** Written task **
Update the entries below so that every occurrence of "innermost" becomes "central", leaving all other text unchanged. Omit the pictures from your version.

** Coordinate annotation entries **
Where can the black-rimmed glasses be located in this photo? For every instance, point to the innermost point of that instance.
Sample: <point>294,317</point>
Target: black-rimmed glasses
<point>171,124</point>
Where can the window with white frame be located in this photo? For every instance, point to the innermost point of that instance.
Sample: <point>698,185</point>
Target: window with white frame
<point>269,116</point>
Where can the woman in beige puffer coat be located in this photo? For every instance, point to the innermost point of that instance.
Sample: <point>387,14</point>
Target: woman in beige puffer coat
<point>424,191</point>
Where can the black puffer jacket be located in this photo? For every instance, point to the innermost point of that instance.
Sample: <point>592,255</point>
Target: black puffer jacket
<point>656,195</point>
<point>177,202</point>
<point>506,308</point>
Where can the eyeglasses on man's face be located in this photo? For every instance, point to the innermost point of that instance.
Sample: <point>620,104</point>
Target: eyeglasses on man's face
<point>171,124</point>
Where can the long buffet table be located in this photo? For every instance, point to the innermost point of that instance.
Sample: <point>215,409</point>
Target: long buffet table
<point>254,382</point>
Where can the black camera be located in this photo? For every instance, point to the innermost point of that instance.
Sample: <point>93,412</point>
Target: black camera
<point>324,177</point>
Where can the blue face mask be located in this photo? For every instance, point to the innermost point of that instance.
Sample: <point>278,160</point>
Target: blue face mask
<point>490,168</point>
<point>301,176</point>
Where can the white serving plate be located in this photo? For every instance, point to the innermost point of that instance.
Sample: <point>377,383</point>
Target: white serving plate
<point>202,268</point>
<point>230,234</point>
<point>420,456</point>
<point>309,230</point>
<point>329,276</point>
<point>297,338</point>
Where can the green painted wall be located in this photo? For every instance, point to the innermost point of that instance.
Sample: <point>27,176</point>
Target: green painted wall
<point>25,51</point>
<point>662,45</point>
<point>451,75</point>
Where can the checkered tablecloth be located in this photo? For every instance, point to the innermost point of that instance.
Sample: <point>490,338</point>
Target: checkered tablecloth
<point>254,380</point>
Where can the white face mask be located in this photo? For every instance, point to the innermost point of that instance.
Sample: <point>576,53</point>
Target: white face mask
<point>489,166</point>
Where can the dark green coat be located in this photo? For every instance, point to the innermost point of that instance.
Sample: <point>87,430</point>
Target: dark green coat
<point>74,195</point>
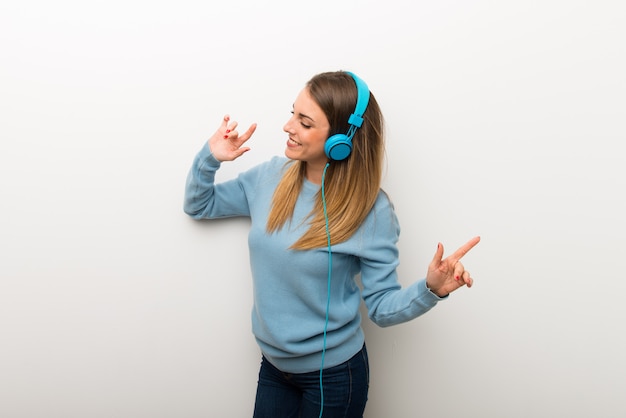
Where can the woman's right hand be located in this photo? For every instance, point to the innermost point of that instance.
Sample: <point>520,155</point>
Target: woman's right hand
<point>226,143</point>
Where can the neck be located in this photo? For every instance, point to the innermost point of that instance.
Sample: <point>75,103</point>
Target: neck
<point>314,172</point>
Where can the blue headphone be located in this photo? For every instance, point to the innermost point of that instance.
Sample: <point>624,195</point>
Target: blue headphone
<point>339,146</point>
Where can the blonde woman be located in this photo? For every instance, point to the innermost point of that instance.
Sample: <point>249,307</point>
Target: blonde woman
<point>318,219</point>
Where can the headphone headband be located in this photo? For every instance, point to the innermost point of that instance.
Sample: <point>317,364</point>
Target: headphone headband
<point>339,146</point>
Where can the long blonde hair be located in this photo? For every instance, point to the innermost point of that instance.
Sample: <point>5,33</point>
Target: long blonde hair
<point>351,185</point>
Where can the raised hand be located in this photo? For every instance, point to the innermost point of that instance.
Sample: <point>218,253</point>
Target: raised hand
<point>446,275</point>
<point>226,143</point>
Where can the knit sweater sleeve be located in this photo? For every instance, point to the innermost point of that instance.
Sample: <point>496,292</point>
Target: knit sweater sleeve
<point>387,302</point>
<point>206,200</point>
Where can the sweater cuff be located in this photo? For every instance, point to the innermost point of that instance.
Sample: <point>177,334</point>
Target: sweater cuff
<point>431,293</point>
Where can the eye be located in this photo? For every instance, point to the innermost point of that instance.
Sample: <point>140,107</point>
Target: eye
<point>304,125</point>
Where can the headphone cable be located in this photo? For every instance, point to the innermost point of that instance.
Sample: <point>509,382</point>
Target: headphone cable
<point>330,267</point>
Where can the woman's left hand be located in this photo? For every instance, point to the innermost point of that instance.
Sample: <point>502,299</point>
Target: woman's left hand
<point>446,275</point>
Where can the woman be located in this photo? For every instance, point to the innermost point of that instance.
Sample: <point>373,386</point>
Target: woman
<point>319,219</point>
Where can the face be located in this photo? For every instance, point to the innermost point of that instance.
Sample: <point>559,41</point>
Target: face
<point>308,130</point>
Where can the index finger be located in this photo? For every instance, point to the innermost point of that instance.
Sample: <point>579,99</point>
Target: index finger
<point>464,249</point>
<point>246,135</point>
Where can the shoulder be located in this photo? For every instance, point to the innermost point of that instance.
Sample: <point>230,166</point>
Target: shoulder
<point>269,169</point>
<point>382,218</point>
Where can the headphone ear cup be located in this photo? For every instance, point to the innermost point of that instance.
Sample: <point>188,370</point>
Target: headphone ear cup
<point>338,147</point>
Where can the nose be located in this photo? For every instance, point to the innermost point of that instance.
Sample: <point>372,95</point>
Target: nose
<point>288,127</point>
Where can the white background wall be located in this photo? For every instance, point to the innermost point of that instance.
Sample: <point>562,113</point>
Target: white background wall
<point>505,119</point>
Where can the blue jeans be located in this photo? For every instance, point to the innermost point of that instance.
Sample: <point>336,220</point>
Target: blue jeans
<point>289,395</point>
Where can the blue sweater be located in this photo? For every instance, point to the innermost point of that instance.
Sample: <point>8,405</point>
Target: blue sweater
<point>290,287</point>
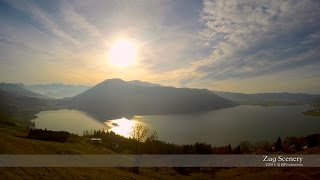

** Written answer **
Where can the black-rimmed glasses be located in this photo? For every instance, point to the central point of that instance.
Sample: <point>294,317</point>
Target: black-rimmed glasses
<point>171,124</point>
Where can the window with white frame be located in this photo? For every instance, point to the central point of that instance.
Sample: <point>698,185</point>
Target: window with white frame
<point>269,116</point>
Where can the woman in beige puffer coat be located in this photo? For every instance, point to the central point of that instance.
Sample: <point>387,14</point>
Target: woman in beige puffer coat
<point>424,191</point>
Where can the black puffer jacket be located in this photo? For every instance, point to the central point of that instance.
Sample: <point>592,255</point>
Target: black puffer jacket
<point>656,195</point>
<point>177,202</point>
<point>506,308</point>
Where can the eyeglasses on man's face be located in this photo? For every instance, point to the central point of that instance.
Sample: <point>620,104</point>
Target: eyeglasses on man's face
<point>171,124</point>
Where can the long buffet table be located in this photo? For every instance, point to the central point of that instance.
Sample: <point>215,409</point>
Target: long buffet table
<point>254,382</point>
Where can the black camera be located in this photo? For every instance, point to the central point of that instance.
Sample: <point>93,412</point>
Target: black camera
<point>324,177</point>
Where can the blue face mask be located in this photo? For every instance, point to the central point of that instance.
Sample: <point>278,160</point>
Target: blue face mask
<point>490,168</point>
<point>301,176</point>
Where can the white serving plate be located in this photo? For every instance, point to the central point of that instance.
Sample: <point>377,383</point>
Target: white serving plate
<point>202,268</point>
<point>230,234</point>
<point>420,456</point>
<point>309,230</point>
<point>329,276</point>
<point>297,338</point>
Where can the green painted wall be located in this photo? For every instance, point to the central point of that instance.
Sample: <point>27,176</point>
Target: green painted wall
<point>25,51</point>
<point>662,45</point>
<point>451,75</point>
Where can the checkered tablecloth be located in this photo? For every instance, point to the central point of that instance.
Sample: <point>490,338</point>
Target: checkered tablecloth
<point>254,380</point>
Where can the white face mask be located in this photo? For every instance, point to the central point of that instance.
Sample: <point>576,53</point>
Target: white face mask
<point>489,166</point>
Where can the dark green coat be located in this photo? For every instance, point to the central point of that instance.
Sample: <point>87,430</point>
Target: dark green coat
<point>74,195</point>
Where can the woman's right hand be located in this photo? For every instance, point to the central point of that instance.
Sample: <point>520,155</point>
Target: woman's right hand
<point>226,143</point>
Where can the neck be located in this photo? For every instance, point to the central point of that instance.
Sample: <point>75,103</point>
Target: neck
<point>314,172</point>
Where can the blue headphone be located in this photo? For every instance, point to the central point of that instance.
Sample: <point>624,195</point>
Target: blue headphone
<point>339,146</point>
Where can the blonde woman be located in this photo? For every instance, point to the central point of that instance.
Sample: <point>249,307</point>
Target: blonde woman
<point>318,219</point>
Where can the headphone headband be located in this photo? For every instance, point to the central point of that instance.
Sample: <point>317,364</point>
Target: headphone headband
<point>339,146</point>
Where can the long blonde hair be located in this photo? For every instance, point to the central point of that instance.
Sample: <point>5,33</point>
Target: long blonde hair
<point>351,185</point>
Where can the raised hand be located in this photo? For every instance, point to the central point of that instance.
Sample: <point>218,253</point>
Target: raised hand
<point>446,275</point>
<point>226,143</point>
Where can the knit sweater sleeve be located in this photo? For every instance, point to the central point of that instance.
Sample: <point>496,292</point>
Target: knit sweater sleeve
<point>387,302</point>
<point>206,200</point>
Where can the sweater cuff be located in this photo? For every instance, point to the central point of that instance.
Sample: <point>177,334</point>
Target: sweater cuff
<point>431,293</point>
Where can the eye be located in this photo? For every instance, point to the central point of that instance.
Sample: <point>140,107</point>
Target: eye
<point>304,125</point>
Where can the headphone cable be located in this photo? For every instance, point to the central point of that instance.
Sample: <point>509,382</point>
Target: headphone cable
<point>330,267</point>
Where can the woman's left hand be located in this photo? For every instance, point to the central point of that instance.
Sample: <point>502,299</point>
Target: woman's left hand
<point>446,275</point>
Where can the woman be located in this photo? For every instance, point to the central point of that instance.
Sample: <point>373,386</point>
Target: woman
<point>319,219</point>
Where can the face be located in this photo? For every instance, point to the central point of that instance.
Sample: <point>559,41</point>
Target: face
<point>308,130</point>
Where can the index finger be located in this photo? For every instance, point to the central point of that instance.
Sample: <point>579,99</point>
Target: index finger
<point>464,249</point>
<point>246,135</point>
Where can the shoulder be located in this photo? For every instance, point to the central point of that instance.
Sample: <point>230,166</point>
Target: shoulder
<point>269,169</point>
<point>382,218</point>
Where can the headphone ear cup be located in this photo? For every instance, point to the central point of that instance.
Sample: <point>188,370</point>
Target: headphone ear cup
<point>338,147</point>
Where can the nose be located in this photo? For every instance, point to the central point of that instance.
Sample: <point>372,95</point>
Target: nose
<point>288,127</point>
Where can the white background wall be located in this photo? For every instance, point to the central point of that instance.
Sample: <point>562,113</point>
Target: white background wall
<point>505,119</point>
Where can the blue jeans be located in this photo? For every instance, point to the central point of that instance.
Sample: <point>336,220</point>
Target: blue jeans
<point>289,395</point>
Where can the blue sweater be located in this photo? For every instance, point to the central point of that instance.
Sample: <point>8,405</point>
Target: blue sweater
<point>290,287</point>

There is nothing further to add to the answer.